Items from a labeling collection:
^^^^^^^^^^^^^^^^

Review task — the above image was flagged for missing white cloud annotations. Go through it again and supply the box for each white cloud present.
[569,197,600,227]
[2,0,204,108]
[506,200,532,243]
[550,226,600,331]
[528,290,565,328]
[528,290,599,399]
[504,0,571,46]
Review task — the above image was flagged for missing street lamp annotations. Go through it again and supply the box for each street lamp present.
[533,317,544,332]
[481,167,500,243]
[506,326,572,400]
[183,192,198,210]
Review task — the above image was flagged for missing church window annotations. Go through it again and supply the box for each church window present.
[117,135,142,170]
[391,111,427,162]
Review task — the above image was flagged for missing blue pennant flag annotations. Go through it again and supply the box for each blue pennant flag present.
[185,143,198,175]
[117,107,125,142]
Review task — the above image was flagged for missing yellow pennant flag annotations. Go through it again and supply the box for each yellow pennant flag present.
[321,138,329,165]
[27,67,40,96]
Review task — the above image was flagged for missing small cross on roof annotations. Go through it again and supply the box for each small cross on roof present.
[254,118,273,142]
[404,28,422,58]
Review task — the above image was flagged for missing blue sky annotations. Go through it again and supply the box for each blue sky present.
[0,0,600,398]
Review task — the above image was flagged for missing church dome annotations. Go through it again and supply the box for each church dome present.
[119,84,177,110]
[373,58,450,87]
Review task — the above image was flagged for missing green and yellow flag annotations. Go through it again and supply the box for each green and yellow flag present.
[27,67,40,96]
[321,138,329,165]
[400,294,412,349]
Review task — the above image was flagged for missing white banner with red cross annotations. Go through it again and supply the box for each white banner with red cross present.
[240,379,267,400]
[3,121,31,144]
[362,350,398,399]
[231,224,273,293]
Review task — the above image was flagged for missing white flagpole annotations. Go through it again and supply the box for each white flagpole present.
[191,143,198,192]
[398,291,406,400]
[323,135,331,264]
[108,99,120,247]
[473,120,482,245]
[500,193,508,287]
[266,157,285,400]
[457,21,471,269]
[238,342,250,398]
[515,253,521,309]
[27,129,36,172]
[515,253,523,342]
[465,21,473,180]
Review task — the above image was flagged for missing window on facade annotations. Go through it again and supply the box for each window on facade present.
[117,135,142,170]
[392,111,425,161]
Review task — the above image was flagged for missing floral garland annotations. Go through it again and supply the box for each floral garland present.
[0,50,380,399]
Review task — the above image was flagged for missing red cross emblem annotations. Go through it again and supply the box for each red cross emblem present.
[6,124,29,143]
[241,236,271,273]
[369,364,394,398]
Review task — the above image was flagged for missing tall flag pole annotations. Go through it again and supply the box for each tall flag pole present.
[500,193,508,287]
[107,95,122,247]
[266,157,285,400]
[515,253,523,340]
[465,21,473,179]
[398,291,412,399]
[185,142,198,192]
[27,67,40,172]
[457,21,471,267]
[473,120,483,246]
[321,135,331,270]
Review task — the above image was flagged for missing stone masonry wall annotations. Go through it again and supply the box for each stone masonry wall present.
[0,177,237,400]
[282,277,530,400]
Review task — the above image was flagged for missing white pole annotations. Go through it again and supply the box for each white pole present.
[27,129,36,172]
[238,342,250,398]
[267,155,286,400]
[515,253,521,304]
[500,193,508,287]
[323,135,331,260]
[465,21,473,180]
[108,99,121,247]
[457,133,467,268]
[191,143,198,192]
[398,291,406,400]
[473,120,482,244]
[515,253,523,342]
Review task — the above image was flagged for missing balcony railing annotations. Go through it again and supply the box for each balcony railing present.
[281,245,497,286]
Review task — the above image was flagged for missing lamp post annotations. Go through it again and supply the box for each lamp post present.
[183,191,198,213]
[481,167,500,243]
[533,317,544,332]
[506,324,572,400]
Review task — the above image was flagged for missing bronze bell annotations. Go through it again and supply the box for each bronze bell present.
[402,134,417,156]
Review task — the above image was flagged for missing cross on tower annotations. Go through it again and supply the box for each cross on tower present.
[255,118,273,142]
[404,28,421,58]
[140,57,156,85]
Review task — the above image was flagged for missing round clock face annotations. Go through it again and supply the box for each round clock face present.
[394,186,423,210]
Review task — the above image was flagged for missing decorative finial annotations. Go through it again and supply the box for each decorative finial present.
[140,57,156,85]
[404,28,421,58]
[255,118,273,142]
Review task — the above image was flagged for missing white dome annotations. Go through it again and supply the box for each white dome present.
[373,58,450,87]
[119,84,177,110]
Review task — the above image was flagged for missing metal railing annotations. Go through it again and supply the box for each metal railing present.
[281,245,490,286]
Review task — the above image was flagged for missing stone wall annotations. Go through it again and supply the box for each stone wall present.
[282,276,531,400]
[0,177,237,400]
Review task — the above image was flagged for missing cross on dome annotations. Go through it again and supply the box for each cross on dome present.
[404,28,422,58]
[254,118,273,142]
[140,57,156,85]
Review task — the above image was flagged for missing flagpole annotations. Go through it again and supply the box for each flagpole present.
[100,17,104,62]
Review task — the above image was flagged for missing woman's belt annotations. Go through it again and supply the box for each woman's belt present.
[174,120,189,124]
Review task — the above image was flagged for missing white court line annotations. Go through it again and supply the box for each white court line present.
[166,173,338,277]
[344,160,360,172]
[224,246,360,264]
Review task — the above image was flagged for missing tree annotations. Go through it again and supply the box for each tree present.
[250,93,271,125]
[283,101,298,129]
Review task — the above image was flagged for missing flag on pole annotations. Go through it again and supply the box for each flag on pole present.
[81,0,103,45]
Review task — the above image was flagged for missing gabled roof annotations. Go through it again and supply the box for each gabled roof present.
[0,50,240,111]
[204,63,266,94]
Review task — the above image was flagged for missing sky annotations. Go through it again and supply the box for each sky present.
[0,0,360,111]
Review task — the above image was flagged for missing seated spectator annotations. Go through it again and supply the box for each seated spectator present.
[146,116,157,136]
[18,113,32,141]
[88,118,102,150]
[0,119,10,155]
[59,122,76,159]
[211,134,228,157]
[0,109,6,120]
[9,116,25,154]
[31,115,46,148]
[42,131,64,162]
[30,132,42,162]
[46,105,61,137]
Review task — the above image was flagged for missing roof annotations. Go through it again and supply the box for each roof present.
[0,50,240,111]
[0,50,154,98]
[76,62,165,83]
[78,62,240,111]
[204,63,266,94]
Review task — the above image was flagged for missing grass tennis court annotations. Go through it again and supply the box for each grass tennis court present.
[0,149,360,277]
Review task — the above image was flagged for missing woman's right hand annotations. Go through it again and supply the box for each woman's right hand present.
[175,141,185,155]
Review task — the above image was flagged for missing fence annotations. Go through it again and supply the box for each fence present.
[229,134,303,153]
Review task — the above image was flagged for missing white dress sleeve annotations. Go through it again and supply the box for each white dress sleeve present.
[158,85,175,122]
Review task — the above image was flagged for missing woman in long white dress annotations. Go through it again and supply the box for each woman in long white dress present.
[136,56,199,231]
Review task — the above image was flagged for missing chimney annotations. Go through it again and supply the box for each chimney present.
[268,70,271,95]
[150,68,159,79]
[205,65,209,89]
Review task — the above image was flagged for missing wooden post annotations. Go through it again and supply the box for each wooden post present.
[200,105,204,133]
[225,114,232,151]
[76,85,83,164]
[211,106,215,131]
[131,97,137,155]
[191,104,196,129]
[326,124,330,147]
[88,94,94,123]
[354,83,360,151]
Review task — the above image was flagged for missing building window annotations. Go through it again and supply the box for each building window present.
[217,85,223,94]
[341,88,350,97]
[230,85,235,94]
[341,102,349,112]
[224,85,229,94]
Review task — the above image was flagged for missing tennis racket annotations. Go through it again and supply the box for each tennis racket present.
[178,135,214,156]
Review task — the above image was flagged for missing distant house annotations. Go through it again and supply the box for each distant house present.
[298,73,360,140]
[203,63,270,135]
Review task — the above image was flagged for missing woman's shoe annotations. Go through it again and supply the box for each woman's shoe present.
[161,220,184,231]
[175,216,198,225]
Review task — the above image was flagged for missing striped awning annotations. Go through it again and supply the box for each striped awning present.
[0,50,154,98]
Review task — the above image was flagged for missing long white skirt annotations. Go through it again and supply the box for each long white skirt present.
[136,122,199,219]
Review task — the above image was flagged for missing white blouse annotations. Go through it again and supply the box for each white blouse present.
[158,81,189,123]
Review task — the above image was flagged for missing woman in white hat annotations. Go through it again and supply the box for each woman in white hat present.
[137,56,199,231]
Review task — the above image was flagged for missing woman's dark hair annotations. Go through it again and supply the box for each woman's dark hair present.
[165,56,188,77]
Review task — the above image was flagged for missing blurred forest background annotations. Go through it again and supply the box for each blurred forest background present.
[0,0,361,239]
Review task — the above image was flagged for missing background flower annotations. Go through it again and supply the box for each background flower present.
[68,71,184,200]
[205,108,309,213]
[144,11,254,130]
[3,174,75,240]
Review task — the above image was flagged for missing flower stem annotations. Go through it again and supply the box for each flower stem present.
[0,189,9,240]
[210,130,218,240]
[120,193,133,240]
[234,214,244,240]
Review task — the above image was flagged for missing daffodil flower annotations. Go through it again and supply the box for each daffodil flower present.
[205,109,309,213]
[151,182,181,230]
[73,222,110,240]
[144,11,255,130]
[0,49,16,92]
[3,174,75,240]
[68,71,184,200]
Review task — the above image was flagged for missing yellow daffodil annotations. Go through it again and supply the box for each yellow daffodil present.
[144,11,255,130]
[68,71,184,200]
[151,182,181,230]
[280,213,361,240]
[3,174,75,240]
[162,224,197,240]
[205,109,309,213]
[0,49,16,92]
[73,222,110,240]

^^^^^^^^^^^^^^^^

• PROBLEM TO SOLVE
Repeat exactly, and only, the lines of the records above, starting with the line that contains "Review task — the above image was flagged for missing flower" and ending with the final line, both included.

• CORRECT ANSWER
Review task — the above image was flagged for missing flower stem annotations. Go through it again and supply the box for each flower stem present.
[0,189,9,240]
[210,130,218,240]
[120,193,133,240]
[234,214,244,240]
Review task — the above image was flagged for missing daffodil flower annotations. Go through it again and supply the box for each daffodil flower present.
[205,109,309,213]
[151,182,181,230]
[73,222,110,240]
[144,11,255,130]
[0,49,16,92]
[3,174,75,240]
[68,71,184,200]
Review task — the above image was flagged for missing yellow daffodil annotations. Go through it again and supply the box for each yellow daffodil present.
[144,11,255,130]
[68,71,184,200]
[151,182,181,230]
[280,213,361,240]
[3,174,75,240]
[162,224,197,240]
[205,109,309,213]
[0,49,16,92]
[73,222,110,240]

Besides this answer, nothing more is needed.